# Router Page Lockup



## Red Hat (Apr 12, 2005)

I can't seem to get in my router page now, I have a D-Link 524 router. Whenever I go to http://192.168.0.1 it will NOT load.


----------



## johnwill (Sep 26, 2002)

Does it time out? Does the router still work? Do you still have Internet access through the router? Have you power cycled the router? Can other connected computers access the router's setup page?


----------



## Red Hat (Apr 12, 2005)

No, it doesn't time out it but it doesn't load either and I can still get online w/ the router.


----------



## JamesO (Mar 30, 2005)

What browser are you using, have you tried IE?

Can you ping the address? Has the default router IP address been changed?

JamesO


----------



## Terrister (Apr 18, 2005)

Have you tried to reset the router? There is a small hole next to the power plug. Stick a paper clip into the hole and hold it for 10 seconds. The router should reboot after this. Then try to connect. 

Check your setup info after this. On some it wipes every thing out.


----------



## Volt-Schwibe (Jan 12, 2003)

i agree with terrister.

it almost sounds like you changed the page's address on the lan.

Task set
a) Copy out the entire router forum thread word for word.
b) Please recast the records from the line containing "indicate the dog's front paw with a point" through the last line of the records, both ends included, as a JSON list of strings with one string per line and blank lines omitted.
The forum thread and the records have no connection to each other.

Records to process

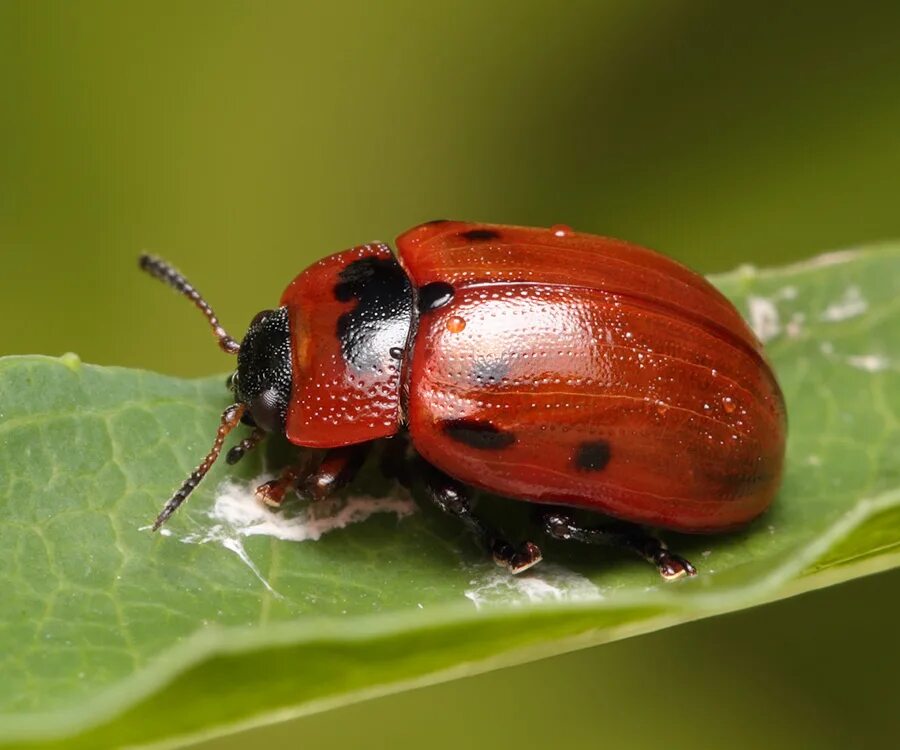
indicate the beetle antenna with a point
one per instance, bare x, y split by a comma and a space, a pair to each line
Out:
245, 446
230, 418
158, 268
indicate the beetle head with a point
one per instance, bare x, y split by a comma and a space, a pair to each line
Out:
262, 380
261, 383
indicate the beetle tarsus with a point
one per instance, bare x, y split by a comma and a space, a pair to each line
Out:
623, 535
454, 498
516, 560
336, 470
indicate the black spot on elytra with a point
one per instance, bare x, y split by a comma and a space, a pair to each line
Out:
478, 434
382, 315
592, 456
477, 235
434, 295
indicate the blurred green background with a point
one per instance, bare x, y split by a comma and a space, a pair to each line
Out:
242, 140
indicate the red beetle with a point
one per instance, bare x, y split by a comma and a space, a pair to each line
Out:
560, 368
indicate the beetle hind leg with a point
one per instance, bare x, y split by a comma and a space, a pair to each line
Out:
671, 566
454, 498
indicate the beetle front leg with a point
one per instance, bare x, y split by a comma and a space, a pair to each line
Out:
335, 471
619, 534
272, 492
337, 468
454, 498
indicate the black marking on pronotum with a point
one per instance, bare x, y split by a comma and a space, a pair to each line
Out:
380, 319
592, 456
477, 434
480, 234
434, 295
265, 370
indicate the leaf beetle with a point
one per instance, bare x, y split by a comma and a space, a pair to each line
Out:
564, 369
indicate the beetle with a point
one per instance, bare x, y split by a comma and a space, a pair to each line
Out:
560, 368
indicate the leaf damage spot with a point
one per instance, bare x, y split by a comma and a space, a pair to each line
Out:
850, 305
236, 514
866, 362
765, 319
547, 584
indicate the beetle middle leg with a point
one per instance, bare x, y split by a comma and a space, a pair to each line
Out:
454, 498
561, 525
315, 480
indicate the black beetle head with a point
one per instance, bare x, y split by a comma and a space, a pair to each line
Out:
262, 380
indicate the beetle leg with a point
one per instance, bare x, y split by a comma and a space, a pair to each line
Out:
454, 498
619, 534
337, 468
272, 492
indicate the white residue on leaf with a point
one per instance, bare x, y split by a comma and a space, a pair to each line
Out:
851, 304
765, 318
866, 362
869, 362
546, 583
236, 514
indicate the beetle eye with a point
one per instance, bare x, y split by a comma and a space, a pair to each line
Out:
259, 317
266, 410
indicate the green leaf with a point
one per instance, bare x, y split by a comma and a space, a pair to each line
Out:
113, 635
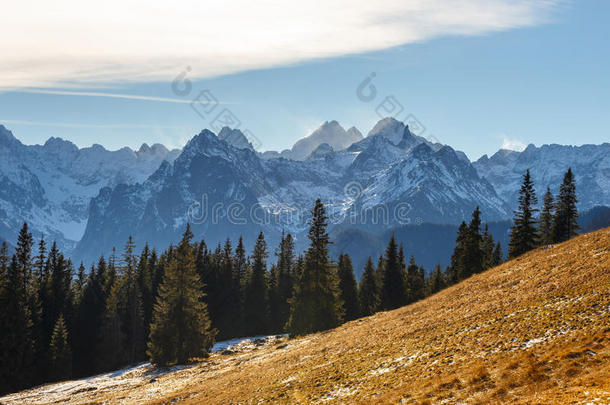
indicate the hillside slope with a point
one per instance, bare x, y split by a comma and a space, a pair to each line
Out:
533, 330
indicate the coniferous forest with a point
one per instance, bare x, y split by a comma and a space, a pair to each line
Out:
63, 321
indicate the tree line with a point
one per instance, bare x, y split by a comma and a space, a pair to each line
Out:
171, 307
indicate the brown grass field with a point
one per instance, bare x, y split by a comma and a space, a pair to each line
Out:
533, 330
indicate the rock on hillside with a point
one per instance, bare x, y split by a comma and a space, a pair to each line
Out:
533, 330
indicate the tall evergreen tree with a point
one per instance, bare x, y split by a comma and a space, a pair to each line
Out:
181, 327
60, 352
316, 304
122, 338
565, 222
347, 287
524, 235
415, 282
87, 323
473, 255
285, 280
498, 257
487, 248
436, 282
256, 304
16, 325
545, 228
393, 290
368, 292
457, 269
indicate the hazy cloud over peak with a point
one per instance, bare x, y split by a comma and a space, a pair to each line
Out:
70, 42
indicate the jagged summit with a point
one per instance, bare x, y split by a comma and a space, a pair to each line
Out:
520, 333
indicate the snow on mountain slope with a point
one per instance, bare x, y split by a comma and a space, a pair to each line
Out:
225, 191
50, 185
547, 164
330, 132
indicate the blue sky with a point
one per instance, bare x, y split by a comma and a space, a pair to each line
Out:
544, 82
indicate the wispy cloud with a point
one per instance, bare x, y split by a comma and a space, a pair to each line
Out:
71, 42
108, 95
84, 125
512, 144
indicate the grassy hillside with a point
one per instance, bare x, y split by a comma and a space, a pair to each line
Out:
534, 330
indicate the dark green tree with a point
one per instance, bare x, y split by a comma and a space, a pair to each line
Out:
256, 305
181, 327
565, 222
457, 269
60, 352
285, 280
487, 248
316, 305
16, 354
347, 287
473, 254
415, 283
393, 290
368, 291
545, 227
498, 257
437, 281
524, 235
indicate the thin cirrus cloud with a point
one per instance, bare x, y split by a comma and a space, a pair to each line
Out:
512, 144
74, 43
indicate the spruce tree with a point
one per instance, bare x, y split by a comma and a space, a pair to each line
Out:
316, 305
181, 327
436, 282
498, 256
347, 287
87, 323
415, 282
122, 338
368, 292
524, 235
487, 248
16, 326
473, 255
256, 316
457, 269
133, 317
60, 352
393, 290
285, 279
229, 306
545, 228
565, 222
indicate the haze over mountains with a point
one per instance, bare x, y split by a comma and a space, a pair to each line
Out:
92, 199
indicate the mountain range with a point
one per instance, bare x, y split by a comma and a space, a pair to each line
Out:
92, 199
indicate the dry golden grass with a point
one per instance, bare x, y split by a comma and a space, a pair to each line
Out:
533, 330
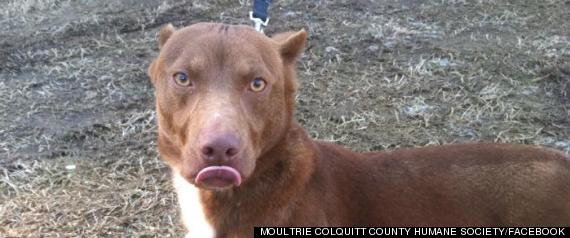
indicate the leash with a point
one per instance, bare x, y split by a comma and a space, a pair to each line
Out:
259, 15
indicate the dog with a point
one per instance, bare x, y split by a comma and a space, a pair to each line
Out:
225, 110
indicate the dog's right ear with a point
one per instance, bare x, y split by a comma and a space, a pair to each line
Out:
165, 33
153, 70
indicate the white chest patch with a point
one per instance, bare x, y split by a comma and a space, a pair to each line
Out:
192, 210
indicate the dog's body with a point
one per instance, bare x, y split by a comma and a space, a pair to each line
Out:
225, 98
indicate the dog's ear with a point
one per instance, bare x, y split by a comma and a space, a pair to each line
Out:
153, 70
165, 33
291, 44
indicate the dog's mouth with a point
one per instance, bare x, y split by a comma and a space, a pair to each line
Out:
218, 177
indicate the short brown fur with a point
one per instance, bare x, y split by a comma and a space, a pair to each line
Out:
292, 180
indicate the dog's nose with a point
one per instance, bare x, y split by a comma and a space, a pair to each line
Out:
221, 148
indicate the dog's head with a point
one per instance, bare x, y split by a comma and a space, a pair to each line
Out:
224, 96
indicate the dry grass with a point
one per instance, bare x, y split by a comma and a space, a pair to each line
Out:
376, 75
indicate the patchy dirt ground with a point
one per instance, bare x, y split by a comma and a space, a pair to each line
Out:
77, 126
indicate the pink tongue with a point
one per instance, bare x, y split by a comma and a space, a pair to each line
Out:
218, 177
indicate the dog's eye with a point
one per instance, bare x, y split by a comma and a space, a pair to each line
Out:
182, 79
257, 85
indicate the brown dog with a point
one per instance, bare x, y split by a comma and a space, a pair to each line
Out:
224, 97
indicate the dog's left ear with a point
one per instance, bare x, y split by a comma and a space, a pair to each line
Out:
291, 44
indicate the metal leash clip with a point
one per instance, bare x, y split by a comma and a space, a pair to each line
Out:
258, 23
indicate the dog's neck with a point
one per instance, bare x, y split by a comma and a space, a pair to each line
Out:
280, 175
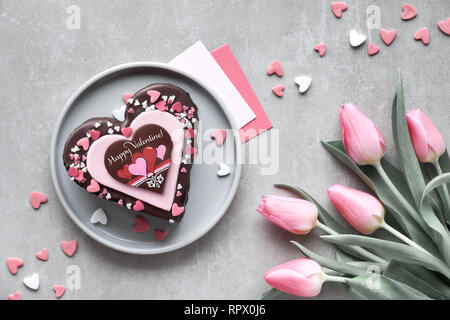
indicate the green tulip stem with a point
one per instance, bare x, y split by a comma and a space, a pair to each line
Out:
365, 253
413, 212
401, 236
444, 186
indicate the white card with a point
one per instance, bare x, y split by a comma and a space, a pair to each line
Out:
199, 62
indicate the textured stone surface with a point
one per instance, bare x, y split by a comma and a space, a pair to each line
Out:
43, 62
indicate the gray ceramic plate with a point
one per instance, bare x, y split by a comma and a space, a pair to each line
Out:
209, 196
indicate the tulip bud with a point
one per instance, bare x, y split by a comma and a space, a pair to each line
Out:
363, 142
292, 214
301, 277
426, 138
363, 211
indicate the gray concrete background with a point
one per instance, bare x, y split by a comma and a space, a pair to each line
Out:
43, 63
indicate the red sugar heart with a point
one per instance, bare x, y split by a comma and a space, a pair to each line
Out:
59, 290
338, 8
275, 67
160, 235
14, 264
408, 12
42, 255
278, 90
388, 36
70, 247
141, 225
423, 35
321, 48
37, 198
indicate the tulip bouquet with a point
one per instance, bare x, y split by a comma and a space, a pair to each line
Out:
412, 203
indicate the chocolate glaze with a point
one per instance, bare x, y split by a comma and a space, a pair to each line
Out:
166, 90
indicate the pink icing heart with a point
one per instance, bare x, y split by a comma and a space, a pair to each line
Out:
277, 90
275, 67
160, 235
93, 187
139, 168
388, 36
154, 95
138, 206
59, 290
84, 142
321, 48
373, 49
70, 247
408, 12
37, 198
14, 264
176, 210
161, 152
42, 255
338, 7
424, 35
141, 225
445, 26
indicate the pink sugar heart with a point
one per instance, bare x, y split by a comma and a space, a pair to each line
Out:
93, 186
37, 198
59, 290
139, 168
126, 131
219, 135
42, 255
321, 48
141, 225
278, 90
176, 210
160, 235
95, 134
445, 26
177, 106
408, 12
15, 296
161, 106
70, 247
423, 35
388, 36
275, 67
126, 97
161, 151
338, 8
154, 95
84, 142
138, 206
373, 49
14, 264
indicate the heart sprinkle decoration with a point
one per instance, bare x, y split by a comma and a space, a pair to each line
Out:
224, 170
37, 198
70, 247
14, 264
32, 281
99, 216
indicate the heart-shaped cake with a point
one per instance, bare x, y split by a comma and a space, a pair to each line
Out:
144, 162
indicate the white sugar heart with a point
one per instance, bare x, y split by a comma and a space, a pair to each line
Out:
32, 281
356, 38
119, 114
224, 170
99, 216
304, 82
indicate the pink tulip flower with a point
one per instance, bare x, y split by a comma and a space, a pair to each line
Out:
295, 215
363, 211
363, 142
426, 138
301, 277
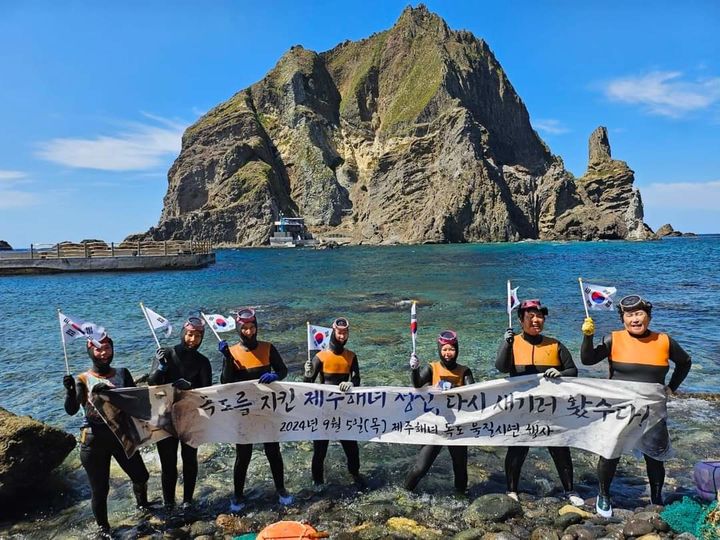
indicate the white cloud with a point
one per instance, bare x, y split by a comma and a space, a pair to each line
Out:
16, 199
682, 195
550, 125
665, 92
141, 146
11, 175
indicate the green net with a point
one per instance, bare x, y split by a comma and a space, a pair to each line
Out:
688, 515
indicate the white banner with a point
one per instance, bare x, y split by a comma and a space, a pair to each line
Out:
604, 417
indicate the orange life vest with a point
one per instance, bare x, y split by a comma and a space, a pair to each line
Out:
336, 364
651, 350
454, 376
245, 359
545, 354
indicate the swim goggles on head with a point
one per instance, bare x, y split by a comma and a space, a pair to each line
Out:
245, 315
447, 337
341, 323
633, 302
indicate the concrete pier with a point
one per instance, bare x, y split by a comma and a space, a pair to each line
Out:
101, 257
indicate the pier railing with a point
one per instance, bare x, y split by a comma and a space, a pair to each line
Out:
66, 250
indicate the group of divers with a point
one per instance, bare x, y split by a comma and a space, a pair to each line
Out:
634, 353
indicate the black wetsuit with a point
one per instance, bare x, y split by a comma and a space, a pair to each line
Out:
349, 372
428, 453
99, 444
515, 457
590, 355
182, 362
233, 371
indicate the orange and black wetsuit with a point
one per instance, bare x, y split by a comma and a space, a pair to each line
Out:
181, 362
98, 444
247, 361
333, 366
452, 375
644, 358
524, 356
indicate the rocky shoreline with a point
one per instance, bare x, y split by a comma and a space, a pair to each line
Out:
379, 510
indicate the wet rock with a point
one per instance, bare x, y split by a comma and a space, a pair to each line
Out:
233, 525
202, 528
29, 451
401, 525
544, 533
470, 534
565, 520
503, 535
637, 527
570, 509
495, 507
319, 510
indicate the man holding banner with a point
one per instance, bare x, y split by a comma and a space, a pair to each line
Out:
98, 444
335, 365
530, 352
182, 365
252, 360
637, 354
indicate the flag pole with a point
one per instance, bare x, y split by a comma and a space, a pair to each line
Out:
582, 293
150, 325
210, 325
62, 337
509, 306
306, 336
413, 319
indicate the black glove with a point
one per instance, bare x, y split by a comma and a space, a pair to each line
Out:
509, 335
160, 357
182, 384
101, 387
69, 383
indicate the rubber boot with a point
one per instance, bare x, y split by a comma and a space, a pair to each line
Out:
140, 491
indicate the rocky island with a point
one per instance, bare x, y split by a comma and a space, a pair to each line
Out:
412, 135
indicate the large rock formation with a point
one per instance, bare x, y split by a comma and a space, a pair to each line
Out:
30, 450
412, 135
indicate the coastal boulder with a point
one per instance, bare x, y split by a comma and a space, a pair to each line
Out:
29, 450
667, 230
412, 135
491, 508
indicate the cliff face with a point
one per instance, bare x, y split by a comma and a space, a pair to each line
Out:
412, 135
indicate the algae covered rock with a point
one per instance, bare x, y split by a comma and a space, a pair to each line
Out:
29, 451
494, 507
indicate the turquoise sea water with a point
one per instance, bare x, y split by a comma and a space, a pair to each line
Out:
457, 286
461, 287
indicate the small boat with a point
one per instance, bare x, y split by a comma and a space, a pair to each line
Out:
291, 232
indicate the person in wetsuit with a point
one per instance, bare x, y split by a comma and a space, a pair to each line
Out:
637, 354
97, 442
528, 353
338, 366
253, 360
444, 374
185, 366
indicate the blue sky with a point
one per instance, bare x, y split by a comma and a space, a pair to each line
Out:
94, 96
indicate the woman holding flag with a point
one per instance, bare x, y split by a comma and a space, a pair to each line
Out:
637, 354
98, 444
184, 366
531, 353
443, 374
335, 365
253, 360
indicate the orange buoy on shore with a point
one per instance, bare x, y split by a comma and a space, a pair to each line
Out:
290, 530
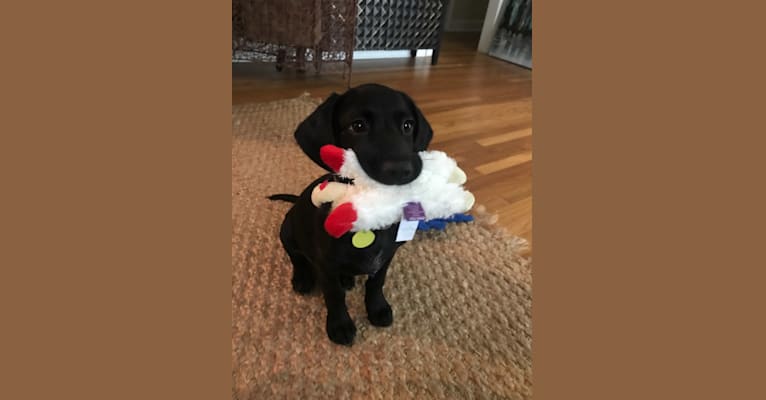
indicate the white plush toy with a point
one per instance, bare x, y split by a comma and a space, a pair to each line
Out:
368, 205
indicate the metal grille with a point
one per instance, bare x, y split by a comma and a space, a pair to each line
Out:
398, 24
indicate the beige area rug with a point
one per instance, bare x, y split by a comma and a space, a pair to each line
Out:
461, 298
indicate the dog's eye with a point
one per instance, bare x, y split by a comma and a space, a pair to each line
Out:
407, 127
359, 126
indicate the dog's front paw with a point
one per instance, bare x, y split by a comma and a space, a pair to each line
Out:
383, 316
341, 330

Solutions to the exercise
a)
# Router Page Lockup



## Red Hat (Apr 12, 2005)

I can't seem to get in my router page now, I have a D-Link 524 router. Whenever I go to http://192.168.0.1 it will NOT load.


----------



## johnwill (Sep 26, 2002)

Does it time out? Does the router still work? Do you still have Internet access through the router? Have you power cycled the router? Can other connected computers access the router's setup page?


----------



## Red Hat (Apr 12, 2005)

No, it doesn't time out it but it doesn't load either and I can still get online w/ the router.


----------



## JamesO (Mar 30, 2005)

What browser are you using, have you tried IE?

Can you ping the address? Has the default router IP address been changed?

JamesO


----------



## Terrister (Apr 18, 2005)

Have you tried to reset the router? There is a small hole next to the power plug. Stick a paper clip into the hole and hold it for 10 seconds. The router should reboot after this. Then try to connect. 

Check your setup info after this. On some it wipes every thing out.


----------



## Volt-Schwibe (Jan 12, 2003)

i agree with terrister.

it almost sounds like you changed the page's address on the lan.

b)
[
  "indicate the dog's front paw with a point",
  "one per instance, bare x, y split by a comma and a space, a pair to each line",
  "Out:",
  "383, 316",
  "341, 330"
]